Dataset rows
----------------

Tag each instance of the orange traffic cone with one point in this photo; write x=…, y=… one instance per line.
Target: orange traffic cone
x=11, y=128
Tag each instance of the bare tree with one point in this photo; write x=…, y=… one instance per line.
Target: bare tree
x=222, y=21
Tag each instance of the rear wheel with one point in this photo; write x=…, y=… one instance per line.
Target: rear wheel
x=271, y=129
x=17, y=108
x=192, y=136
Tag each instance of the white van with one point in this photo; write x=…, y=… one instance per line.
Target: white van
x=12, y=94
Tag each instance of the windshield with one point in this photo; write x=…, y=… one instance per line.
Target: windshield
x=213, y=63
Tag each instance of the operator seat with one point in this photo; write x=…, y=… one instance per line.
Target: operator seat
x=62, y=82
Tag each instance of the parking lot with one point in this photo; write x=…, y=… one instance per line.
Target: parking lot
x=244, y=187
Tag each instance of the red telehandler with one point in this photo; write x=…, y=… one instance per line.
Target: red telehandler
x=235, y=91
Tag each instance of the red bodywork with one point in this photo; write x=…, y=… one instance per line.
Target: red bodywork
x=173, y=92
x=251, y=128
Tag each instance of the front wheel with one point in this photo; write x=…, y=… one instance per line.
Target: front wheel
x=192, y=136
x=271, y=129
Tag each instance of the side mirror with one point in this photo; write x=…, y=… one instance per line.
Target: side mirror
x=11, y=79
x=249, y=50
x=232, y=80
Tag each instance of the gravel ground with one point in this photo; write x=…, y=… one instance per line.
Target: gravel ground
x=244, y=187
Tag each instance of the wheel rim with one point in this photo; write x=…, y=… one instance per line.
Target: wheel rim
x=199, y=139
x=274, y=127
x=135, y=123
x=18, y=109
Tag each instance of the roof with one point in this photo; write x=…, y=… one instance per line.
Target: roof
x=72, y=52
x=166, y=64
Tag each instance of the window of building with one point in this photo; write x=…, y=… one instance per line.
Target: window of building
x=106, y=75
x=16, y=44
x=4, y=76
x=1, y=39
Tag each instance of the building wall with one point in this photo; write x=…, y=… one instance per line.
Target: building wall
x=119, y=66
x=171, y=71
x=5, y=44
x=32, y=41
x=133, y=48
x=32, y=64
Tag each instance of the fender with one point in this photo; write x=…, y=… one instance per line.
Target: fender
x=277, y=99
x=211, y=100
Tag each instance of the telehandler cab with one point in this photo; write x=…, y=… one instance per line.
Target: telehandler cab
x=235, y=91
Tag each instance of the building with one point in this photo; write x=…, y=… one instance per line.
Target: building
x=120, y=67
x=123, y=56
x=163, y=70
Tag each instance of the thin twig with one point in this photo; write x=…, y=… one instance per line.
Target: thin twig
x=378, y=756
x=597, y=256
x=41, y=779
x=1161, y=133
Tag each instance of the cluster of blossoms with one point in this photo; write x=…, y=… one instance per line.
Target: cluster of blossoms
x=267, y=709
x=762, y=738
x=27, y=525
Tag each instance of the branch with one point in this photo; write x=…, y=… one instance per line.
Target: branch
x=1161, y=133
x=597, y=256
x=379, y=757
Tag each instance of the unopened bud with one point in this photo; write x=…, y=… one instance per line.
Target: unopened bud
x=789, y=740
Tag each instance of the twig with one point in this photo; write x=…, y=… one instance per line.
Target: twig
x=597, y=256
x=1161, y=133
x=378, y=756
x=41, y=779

----------------

The task: In the items above, put the lines into a numbered list, starting with the line that contains "Tag each instance of the red bodywork" and going on through the line that contains "x=232, y=80". Leave out any blank lines.

Result of the exercise:
1. Tag each instance of the red bodywork with one point in this photo; write x=…, y=… one instance per line.
2. Target: red bodywork
3. x=173, y=92
4. x=251, y=128
5. Tag each instance of the front wheel with one point in this photo; write x=…, y=… one instance per line.
6. Target: front wheel
7. x=192, y=136
8. x=271, y=129
9. Tag each instance of the side mirror with one point in this photo; write x=…, y=… one instance per line.
10. Target: side mirror
11. x=11, y=79
12. x=249, y=50
13. x=232, y=80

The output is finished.